Reading passage below:

Marriages stop. Marriages change. People are always saying a marriage “failed.” It’s such a negative way of putting it. Failure is terribly important. Perhaps that’s why I’m saying: the notion that failure is a negative thing is wrong. Emma Thompson
I am not married, nor have I had experience with long-term relationships, despite being 29 years old. However, when I was growing up, in years of wonderment and daydream, I imagined what a marriage would be like, and who my other half would be. I had a vision of this individual when I was 13, even, but still haven’t met him yet!
For Christmas some years back, I received a few Chicken Soup for the Soul Word Finds for Christmas with inspirational quotes, and the above quote is one of them that I found intriguing that I saved. As Mother Day is next month, followed by Father’s Day in June, I feel it is a good time to create this post on marriage.
First comes love, then comes marriage, followed by a baby in a baby carriage – maybe not so much in the modern western world. I am writing, from the point-of-view of marriage, by witnessing my parents.
My parents are still technically married, though been separated since 1998. They have been married for 42 years now, and my eldest brother will be 43 in September. I feel, my father has always loved my mother, but my mother may not have truly loved my father, maybe, because she didn’t know how. They married because my mother became pregnant. However, time marches on.

End of Reading passage.

Work to complete
• 1. Answer these questions about the post on marriage:
(a) How old does the writer say they are?
(b) What did the writer receive for Christmas some years back?
(c) Since what year have the writer's parents been separated?
• 2. Carry on the post on marriage from its final sentence, "However, time marches on."

Supplied information below:

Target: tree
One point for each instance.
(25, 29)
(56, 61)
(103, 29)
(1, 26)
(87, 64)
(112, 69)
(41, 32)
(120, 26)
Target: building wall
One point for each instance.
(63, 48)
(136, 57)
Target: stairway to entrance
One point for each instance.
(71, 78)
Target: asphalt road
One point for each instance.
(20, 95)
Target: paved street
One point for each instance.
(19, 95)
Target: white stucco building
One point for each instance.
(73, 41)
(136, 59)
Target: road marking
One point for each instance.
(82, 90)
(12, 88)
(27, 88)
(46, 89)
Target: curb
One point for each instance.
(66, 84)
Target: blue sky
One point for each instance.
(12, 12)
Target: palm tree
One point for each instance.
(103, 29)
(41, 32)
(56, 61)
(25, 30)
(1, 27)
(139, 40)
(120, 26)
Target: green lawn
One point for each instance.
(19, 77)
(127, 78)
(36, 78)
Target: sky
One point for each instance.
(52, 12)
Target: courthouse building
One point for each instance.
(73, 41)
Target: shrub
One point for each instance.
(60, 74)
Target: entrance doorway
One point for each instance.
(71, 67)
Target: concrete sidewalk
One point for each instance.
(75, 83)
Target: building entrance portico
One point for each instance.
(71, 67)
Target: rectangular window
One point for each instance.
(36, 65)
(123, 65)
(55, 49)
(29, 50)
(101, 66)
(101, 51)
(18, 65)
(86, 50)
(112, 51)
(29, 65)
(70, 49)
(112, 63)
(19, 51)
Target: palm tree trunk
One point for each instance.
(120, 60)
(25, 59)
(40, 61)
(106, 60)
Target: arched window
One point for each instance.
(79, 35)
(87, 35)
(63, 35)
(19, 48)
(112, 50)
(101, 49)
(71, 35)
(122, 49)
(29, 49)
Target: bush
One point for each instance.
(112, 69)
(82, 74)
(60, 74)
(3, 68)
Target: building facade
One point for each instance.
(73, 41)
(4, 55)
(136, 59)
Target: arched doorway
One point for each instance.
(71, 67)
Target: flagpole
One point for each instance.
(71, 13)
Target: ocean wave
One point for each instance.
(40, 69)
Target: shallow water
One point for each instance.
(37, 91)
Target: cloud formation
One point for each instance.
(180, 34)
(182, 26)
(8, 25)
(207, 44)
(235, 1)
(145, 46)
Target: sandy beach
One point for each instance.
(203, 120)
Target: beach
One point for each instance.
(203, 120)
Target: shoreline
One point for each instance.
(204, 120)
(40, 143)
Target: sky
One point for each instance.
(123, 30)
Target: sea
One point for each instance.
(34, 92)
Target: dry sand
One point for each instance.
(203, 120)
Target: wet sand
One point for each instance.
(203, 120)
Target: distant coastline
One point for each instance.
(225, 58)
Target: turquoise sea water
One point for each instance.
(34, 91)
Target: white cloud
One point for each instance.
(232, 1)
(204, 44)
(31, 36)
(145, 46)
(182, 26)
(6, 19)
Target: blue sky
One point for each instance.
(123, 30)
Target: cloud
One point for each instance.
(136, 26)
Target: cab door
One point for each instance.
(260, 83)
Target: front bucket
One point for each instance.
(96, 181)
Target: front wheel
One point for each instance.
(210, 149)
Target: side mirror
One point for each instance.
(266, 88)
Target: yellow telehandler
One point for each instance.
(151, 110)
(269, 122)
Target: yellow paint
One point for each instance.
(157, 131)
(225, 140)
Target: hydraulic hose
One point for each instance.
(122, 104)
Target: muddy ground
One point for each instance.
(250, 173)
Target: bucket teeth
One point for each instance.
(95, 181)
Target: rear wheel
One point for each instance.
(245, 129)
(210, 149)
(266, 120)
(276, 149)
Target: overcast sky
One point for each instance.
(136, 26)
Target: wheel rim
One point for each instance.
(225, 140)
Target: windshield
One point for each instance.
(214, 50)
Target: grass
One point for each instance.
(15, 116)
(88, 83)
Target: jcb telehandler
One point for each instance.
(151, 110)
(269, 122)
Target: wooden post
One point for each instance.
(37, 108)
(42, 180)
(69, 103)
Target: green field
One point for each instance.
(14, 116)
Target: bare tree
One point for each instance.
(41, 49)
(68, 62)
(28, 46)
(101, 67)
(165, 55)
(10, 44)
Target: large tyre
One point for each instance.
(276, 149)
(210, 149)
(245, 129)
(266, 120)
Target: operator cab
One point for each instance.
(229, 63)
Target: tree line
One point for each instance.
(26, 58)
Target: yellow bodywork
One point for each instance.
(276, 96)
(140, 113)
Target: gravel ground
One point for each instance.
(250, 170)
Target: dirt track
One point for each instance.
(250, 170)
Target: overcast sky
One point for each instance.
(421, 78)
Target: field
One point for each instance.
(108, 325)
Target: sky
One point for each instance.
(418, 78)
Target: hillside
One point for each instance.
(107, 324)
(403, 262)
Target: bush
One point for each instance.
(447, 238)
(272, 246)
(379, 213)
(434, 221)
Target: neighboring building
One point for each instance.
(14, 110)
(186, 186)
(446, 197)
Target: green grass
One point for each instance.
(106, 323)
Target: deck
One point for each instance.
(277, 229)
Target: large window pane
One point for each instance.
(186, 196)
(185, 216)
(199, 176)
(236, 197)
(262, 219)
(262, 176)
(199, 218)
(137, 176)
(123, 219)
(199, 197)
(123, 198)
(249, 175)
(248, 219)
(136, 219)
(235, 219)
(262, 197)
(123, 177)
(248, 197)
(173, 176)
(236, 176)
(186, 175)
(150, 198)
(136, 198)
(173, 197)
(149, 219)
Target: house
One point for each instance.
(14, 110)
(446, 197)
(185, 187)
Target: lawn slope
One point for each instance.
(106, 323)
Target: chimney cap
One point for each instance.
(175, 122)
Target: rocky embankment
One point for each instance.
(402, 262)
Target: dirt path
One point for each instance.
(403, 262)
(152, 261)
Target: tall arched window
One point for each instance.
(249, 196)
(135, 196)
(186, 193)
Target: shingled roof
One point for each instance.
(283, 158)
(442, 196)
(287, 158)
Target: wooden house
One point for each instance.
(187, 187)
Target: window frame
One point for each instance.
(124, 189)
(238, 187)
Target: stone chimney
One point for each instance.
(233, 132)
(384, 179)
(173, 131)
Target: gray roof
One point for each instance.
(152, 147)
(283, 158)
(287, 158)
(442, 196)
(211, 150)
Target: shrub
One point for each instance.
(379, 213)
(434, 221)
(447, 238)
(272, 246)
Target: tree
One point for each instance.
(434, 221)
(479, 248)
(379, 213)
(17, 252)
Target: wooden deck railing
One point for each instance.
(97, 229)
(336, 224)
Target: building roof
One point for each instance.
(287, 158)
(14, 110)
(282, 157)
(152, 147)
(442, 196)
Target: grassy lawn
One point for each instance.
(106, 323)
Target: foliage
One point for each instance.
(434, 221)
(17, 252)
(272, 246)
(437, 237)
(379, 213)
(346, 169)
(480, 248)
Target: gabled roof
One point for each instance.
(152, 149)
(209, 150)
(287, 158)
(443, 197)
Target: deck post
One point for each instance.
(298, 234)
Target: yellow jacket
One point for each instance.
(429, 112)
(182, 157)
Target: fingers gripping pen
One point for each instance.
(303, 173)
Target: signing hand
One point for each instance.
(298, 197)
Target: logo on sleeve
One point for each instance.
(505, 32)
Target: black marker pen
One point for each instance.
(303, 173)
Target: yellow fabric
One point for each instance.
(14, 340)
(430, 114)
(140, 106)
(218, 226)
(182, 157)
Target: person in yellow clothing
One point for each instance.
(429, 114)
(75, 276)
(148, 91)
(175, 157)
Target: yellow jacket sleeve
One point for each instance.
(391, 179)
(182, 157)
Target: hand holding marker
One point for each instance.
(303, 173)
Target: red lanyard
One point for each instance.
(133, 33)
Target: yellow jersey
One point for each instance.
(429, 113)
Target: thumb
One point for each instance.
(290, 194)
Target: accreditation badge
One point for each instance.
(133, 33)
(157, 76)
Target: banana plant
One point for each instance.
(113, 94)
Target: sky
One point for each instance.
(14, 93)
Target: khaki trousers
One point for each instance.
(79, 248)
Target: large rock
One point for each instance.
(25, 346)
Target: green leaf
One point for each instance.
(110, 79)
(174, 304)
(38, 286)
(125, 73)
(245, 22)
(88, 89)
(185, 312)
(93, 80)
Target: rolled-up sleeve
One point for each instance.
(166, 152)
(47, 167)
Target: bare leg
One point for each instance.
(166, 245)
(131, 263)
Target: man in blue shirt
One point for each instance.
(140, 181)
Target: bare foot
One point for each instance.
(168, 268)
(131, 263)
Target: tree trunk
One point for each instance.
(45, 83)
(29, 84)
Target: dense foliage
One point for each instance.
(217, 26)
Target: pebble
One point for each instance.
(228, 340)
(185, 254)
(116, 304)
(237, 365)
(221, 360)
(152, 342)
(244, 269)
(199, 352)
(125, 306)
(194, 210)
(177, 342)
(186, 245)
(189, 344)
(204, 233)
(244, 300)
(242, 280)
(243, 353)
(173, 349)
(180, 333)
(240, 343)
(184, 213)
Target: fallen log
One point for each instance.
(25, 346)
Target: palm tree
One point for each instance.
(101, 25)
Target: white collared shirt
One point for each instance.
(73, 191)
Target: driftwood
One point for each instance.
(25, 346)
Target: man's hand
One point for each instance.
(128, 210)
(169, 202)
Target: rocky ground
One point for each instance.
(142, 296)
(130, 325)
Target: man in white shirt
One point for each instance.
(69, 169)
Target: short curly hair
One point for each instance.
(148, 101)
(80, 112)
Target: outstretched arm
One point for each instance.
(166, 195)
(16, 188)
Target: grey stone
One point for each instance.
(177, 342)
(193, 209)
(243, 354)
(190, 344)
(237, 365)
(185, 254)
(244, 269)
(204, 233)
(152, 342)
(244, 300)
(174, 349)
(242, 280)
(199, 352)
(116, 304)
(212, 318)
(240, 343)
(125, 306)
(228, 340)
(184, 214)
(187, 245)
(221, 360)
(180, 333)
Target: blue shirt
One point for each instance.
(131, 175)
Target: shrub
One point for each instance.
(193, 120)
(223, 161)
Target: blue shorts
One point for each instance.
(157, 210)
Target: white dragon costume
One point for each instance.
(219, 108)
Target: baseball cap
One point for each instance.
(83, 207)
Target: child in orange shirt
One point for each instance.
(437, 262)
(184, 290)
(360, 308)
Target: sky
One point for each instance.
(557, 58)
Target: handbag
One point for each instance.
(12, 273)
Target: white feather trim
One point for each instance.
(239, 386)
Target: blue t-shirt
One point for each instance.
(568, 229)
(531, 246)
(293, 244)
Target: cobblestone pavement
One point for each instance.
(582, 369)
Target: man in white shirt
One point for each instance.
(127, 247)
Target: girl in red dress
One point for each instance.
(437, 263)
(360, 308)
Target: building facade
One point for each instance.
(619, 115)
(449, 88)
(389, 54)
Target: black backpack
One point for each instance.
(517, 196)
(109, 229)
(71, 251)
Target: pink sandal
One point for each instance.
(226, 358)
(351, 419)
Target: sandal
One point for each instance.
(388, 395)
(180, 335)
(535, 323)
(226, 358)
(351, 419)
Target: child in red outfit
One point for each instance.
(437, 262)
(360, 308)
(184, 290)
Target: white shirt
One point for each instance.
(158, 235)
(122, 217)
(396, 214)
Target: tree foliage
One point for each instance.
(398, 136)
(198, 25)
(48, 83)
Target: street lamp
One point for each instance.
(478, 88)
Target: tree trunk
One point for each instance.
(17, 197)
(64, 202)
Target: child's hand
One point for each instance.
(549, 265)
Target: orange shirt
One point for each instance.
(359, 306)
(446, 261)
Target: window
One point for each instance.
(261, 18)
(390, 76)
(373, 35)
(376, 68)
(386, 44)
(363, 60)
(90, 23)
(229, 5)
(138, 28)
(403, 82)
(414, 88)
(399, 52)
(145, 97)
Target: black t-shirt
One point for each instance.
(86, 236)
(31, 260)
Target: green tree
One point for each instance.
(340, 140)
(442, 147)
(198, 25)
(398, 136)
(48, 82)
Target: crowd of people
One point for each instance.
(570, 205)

End of Supplied information.

Per-task answers
• 1.
(a) 29 years old.
(b) A few Chicken Soup for the Soul Word Finds for Christmas with inspirational quotes.
(c) 1998.

• 2.
My parents would argue/fight frequently due to finances, and my father questioning my mother’s loyalty during her period of Substance Use due to a mental illness (Bipolar 1) to which was undiagnosed nor treated once diagnosed (My mother refused therapy and medications). My parents did their best to hide family concerns when we were growing up, but kids see, feel and hear everything; so, do not stay together for the kids! Does not work in your or their’s favor (speaking from experience). Despite my parent’s flaws (who is perfect anyway?), they had and have good attributes to which contributed to being good parents.
My father: loyal, responsible, trustworthy and trusting, hardworking, and resilient. My father’s most strong attribute to which I consider part of a strong marriage – or relationship of any kind – is genuine communication and honesty (ok, suppose it was two after all). My mother attribute(s) are: her instinct to nurture, sense of humor, extraverted personality and free spirit. I feel her most strong attribute is her nurturing nature, to which made her a caring mother despite her mental struggles. I suppose I spoke more about personality traits; however, they are important for a relationship too. My mother’s love is unconditional toward her children despite not being toward my father.
What I would like in a long-term relationship that may turn into marriage, is a mix of my mother and father’s personalities. I want clear, honest communication, loyalty, compromise when needed, and a sense of humor/free spirit, not to cheat, but to develop our own interests that will contribute to each other’s wellbeing. Of course, love will be there. One day, some day, I will meet this person, but for now, I refuse to rush in.
I am glad my parent’s separated when they did. Staying together when love is not there anymore and feeling unhappy with one another is not the way to raise children. Neither one of my parents re-married of found their ‘other half’, but have always supported their children, which could be why we are all, in our own way’s, successful.